== DATA PROVIDED ==

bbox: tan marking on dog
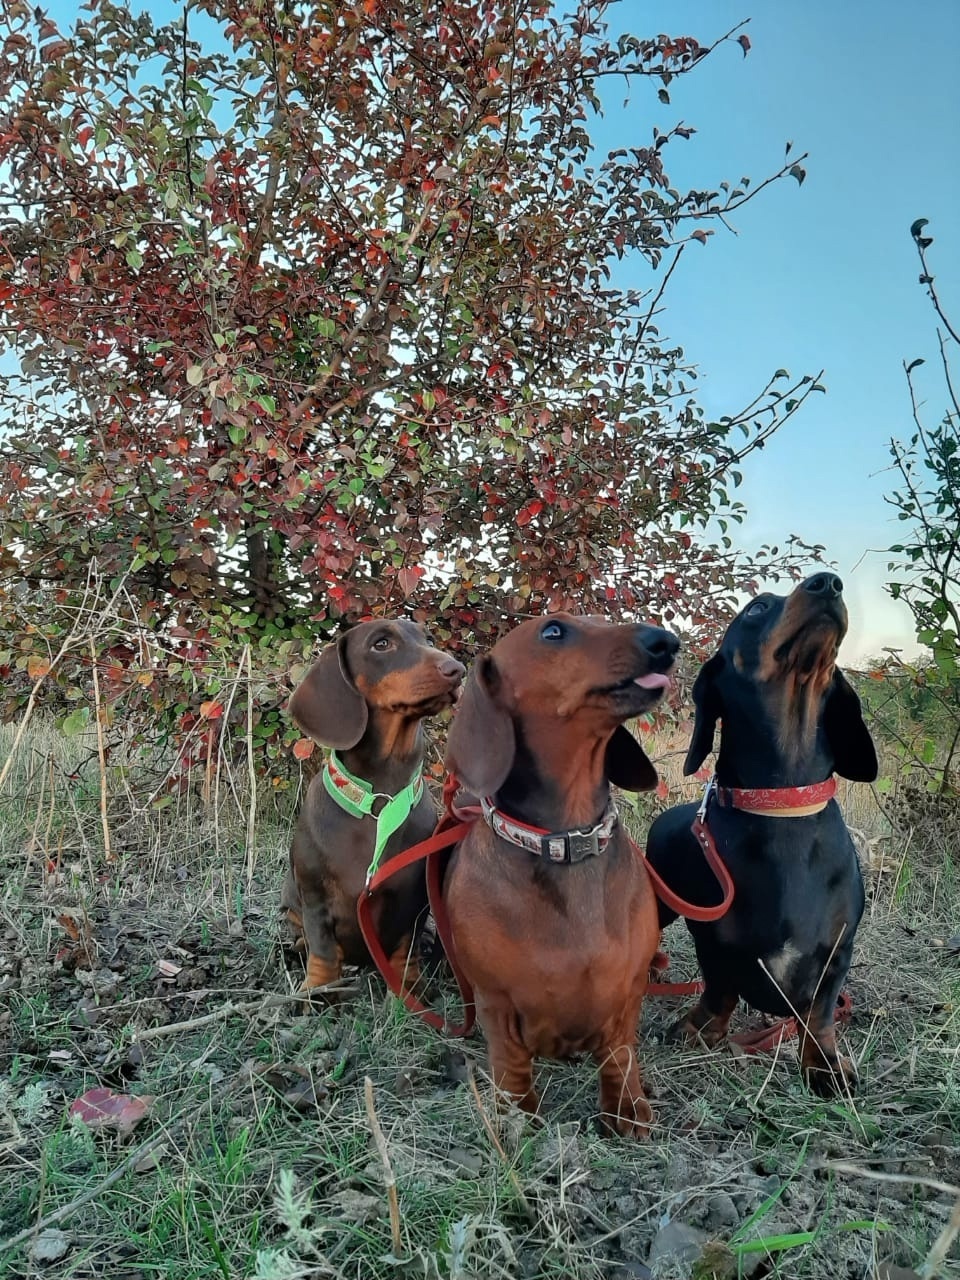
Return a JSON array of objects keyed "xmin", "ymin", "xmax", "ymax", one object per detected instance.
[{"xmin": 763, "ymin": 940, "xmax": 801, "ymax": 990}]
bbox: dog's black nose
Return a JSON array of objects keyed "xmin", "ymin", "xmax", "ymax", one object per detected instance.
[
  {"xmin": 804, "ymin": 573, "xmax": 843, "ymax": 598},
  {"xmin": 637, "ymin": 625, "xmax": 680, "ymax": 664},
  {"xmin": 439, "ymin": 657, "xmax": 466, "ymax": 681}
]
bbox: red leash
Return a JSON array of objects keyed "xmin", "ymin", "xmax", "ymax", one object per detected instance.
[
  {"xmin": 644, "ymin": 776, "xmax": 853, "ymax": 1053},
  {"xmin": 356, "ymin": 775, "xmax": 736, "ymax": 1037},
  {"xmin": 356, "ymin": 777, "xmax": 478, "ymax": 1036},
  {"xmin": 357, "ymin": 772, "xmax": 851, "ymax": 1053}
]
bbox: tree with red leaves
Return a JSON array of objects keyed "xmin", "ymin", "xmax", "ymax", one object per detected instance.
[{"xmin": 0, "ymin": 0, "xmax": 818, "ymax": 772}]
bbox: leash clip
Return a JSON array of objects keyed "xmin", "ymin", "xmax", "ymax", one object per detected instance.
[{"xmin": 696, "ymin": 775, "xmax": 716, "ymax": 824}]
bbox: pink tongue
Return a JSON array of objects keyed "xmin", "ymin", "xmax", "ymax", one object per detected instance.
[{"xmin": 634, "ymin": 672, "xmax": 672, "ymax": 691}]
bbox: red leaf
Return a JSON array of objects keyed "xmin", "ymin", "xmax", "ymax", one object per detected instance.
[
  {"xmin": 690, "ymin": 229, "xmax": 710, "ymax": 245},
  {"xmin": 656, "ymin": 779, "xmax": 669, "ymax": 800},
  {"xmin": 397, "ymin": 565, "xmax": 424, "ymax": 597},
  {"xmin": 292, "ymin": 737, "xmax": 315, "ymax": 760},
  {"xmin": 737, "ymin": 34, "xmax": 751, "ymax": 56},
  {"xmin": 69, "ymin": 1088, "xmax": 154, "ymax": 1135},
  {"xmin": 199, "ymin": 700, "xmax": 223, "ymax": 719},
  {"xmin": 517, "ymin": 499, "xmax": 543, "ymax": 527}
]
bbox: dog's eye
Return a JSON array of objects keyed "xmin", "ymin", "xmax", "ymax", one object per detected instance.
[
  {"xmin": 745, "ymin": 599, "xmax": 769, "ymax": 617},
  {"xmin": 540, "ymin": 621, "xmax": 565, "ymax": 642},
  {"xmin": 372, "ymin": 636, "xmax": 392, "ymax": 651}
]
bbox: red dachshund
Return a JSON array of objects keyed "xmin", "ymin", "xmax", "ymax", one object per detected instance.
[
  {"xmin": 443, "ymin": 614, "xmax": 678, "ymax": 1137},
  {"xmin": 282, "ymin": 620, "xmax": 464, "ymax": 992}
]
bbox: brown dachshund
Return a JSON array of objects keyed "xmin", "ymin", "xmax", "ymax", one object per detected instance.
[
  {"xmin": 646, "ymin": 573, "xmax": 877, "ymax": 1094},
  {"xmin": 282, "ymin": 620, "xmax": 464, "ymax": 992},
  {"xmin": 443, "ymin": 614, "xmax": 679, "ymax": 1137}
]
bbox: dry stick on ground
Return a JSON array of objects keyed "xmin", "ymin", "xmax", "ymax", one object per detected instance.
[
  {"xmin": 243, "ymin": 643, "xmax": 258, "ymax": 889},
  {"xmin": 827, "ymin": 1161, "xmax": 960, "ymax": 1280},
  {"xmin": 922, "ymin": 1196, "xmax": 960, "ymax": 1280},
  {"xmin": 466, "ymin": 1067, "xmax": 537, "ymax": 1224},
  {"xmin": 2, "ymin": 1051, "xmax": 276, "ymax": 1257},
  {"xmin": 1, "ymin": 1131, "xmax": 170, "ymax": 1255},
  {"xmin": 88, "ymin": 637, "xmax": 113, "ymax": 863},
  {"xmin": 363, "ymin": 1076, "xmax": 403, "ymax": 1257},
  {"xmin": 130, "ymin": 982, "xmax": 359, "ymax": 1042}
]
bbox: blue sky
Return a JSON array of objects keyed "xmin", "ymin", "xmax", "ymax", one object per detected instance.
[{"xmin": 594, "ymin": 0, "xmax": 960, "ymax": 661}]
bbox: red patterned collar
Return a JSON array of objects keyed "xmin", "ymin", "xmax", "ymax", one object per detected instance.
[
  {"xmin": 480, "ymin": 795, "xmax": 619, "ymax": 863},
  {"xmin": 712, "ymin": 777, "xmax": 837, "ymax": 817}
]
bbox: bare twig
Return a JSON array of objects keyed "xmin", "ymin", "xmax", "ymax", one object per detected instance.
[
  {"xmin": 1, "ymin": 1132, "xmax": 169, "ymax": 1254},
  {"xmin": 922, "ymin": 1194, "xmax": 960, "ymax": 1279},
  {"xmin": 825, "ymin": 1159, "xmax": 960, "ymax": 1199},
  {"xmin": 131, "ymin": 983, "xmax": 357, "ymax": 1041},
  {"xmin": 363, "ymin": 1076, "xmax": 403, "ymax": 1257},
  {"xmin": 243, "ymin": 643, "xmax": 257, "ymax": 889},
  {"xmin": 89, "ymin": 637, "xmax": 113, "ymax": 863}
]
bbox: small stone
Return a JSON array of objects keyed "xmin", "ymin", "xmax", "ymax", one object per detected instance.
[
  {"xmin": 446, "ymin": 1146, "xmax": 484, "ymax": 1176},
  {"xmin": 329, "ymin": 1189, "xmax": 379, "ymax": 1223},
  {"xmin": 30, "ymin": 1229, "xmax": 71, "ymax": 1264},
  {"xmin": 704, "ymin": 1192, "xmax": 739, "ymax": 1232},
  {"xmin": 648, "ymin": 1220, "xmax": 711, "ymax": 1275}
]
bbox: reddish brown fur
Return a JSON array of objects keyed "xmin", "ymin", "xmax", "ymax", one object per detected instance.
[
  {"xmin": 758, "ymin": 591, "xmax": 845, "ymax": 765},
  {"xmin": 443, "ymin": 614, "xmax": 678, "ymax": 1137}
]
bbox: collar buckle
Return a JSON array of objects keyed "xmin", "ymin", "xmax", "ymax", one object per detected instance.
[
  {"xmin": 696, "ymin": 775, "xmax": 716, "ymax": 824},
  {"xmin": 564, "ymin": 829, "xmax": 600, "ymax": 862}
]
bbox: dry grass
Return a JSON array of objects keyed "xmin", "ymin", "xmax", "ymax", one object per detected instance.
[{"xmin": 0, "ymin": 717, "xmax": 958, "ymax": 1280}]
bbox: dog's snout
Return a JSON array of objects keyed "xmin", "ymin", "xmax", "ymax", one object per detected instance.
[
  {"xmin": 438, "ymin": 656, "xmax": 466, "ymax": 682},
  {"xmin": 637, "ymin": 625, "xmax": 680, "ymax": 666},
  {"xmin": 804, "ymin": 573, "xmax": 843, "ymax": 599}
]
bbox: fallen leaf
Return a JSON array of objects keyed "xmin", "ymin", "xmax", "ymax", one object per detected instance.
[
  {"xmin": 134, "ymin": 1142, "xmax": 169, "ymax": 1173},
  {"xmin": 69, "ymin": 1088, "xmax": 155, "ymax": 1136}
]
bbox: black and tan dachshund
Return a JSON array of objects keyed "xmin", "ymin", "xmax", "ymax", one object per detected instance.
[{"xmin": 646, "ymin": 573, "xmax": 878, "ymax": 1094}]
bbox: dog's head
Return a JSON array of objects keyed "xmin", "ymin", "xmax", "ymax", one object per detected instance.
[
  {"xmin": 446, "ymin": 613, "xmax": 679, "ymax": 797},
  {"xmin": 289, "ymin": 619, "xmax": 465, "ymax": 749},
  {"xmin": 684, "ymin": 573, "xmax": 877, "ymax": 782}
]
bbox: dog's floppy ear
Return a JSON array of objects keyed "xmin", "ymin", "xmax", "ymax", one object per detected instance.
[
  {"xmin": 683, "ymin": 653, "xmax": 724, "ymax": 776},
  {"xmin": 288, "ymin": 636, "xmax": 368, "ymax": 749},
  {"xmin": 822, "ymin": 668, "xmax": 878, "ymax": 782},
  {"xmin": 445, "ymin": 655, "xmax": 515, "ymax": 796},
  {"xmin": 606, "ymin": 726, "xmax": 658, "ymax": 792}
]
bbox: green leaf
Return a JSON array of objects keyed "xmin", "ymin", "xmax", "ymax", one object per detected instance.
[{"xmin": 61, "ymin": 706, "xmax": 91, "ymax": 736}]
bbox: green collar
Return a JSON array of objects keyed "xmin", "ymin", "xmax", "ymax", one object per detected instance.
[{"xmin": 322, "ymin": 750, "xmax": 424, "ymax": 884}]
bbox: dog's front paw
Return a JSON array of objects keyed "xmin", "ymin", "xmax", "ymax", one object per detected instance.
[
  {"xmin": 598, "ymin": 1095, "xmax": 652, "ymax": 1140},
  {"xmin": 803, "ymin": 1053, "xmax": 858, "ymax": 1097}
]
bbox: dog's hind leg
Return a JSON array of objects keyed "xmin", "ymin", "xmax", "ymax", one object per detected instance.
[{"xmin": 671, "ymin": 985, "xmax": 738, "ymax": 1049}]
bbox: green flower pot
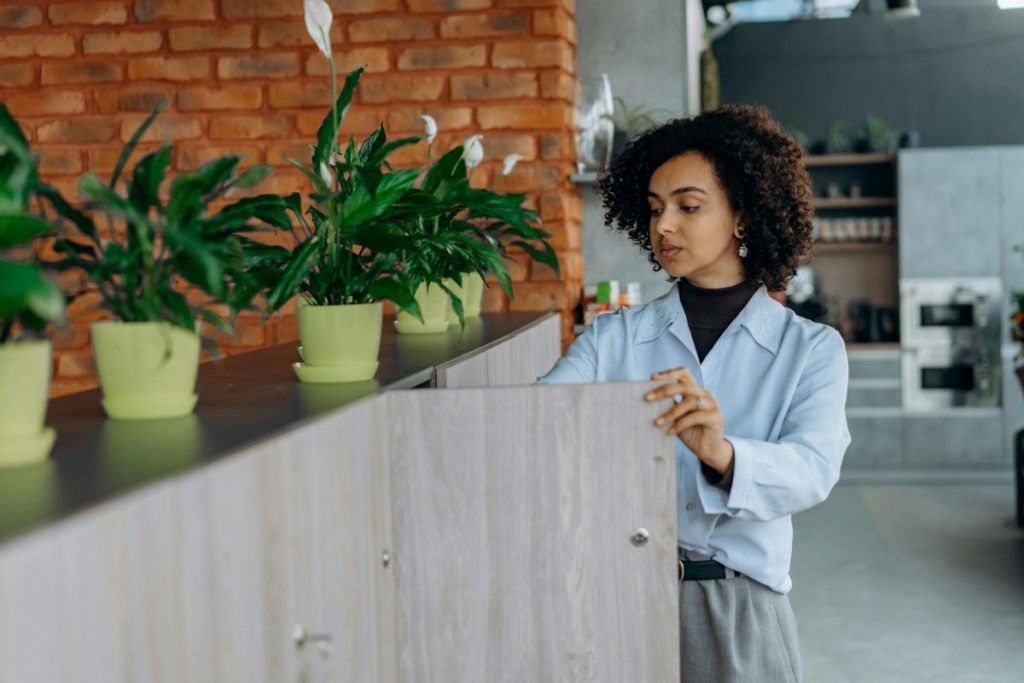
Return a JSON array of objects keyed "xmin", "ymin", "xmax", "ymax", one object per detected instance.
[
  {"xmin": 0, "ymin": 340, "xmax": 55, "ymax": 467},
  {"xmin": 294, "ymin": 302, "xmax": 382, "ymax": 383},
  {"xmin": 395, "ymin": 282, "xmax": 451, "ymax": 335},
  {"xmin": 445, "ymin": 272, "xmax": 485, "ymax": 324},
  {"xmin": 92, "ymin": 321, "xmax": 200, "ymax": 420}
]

===

* **TASK TO CARRY OUT**
Tally the lines of the records above that contain the word "dachshund". Give only the total.

* **RESPONSE TO THIS EXERCISE**
3